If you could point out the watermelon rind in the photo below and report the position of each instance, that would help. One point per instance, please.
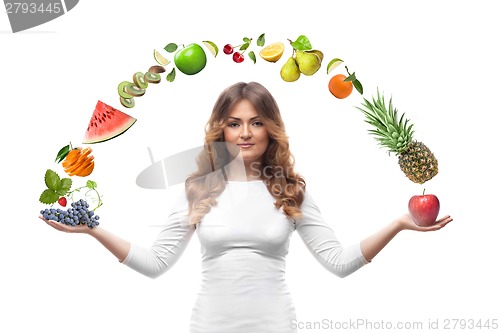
(106, 123)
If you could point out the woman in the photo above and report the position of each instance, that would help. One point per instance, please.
(245, 203)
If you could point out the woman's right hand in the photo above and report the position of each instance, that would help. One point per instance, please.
(80, 229)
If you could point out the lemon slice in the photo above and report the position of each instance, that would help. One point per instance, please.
(160, 59)
(211, 47)
(333, 64)
(272, 52)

■ **Given problem**
Can you lay out the stretch of the material from the line containing "If you could point out the lemon" through the end as a Markdown table, with a Row column numbering each line and an Entry column holding the line itself, leaving out blank lines?

■ **Completed exercise**
| Row | Entry |
|---|---|
| 1 | If you could point out the lemon slice in the photo above and report the position of each instance, that would help. One point per instance, please. |
| 2 | (160, 59) |
| 3 | (211, 47) |
| 4 | (333, 64) |
| 5 | (272, 52) |